**AIM OF THE TASK**: In one to three sentences, explain why the text on street digital twins says the study proposes its three-step method.

The geometry-level digital twin of the urban built environment, such as roads, is important for various applications, from infrastructure planning to maintenance. Existing literature mainly focuses on reconstructing individual roads, such as highways or tunnels, using the Scan-to-BIM workflow. There remains a gap in detecting instance-level and detailed types of different road elements (e.g., traffic signs, utility boxes). Additionally, the integration of network-level graph representations encompassing road segments, sidewalks, and other elements for comprehensive road network generation and geometry reconstruction has been underexplored. This study, therefore, proposes a three-step method to automate the reconstruction of street geometry digital twins. First, deep learning-based semantic and instance segmentation is applied to mobile laser scanning data. Second, the segmented instances are aligned with street view imagery, and their semantic information is enriched using Large Language Models. Third, a graph-based representation is designed as an intermediary to facilitate the reconstruction of Building Information Models (BIM) and road networks. This study takes streets in Central, Hong Kong, as a preliminary example to validate the proposed method. This study contributes an automated geometry level of urban street digital twin, bridges pretrained large-scale human knowledge with road elements semantic extension, and provides novel perspectives for fields such as urban planning, engineering, built environment renovation, and transportation management. Future research directions include the development of automated digital twin applications for street infrastructure maintenance and management.

**DATASET EXCERPTS**:
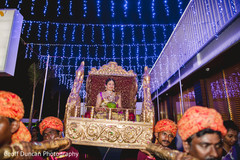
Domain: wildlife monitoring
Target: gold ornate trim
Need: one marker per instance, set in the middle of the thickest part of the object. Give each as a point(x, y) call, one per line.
point(109, 133)
point(112, 69)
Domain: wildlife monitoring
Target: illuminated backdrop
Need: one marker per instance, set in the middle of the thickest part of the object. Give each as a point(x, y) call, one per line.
point(132, 33)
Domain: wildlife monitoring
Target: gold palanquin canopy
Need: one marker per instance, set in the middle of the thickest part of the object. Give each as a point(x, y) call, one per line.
point(126, 84)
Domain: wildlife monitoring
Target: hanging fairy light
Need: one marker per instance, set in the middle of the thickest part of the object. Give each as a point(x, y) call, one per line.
point(45, 8)
point(139, 9)
point(84, 8)
point(98, 8)
point(153, 9)
point(112, 8)
point(125, 8)
point(166, 7)
point(58, 8)
point(70, 8)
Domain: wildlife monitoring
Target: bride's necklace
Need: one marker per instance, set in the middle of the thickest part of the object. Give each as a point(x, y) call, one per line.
point(110, 95)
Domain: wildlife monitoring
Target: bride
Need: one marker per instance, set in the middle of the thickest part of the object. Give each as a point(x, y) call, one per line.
point(108, 99)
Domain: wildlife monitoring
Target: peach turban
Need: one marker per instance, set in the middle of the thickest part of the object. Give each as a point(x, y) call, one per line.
point(51, 122)
point(166, 125)
point(198, 118)
point(11, 106)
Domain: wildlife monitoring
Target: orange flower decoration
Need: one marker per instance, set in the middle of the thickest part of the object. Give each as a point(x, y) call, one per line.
point(11, 106)
point(51, 122)
point(198, 118)
point(166, 125)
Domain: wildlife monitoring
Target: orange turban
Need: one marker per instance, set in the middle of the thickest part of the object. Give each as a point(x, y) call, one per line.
point(51, 122)
point(11, 106)
point(198, 118)
point(166, 125)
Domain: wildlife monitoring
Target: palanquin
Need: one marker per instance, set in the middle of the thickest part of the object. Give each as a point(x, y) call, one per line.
point(122, 133)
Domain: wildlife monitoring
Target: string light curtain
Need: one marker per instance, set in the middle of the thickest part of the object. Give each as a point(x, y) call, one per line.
point(96, 32)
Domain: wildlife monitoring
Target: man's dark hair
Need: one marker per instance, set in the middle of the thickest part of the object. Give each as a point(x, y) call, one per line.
point(203, 132)
point(229, 124)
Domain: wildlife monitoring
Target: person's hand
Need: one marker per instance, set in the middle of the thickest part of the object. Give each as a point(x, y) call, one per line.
point(24, 151)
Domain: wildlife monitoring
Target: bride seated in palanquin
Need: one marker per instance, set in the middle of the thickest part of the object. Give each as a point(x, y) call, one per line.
point(110, 103)
point(109, 99)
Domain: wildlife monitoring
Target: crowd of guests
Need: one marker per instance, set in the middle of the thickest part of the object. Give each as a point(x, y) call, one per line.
point(204, 135)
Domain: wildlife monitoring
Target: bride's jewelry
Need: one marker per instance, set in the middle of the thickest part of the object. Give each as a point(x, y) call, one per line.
point(110, 96)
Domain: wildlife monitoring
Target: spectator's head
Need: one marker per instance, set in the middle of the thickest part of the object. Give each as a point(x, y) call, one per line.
point(11, 112)
point(201, 130)
point(232, 133)
point(51, 128)
point(165, 131)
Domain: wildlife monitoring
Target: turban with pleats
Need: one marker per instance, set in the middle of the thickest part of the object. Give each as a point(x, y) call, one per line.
point(198, 118)
point(11, 106)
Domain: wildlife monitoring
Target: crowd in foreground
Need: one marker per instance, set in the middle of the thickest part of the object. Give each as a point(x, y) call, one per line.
point(204, 134)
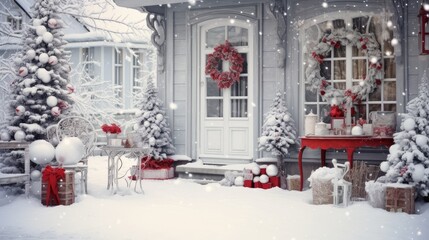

**EXERCISE ANSWER**: Existing work mostly reconstructs individual roads, such as highways or tunnels, through the Scan-to-BIM workflow. It leaves a gap in detecting instance-level and detailed types of road elements such as traffic signs and utility boxes. Integrating network-level graph representations of road segments, sidewalks, and other elements for full road network generation and geometry reconstruction has also been underexplored, so the study proposes the method to address these gaps.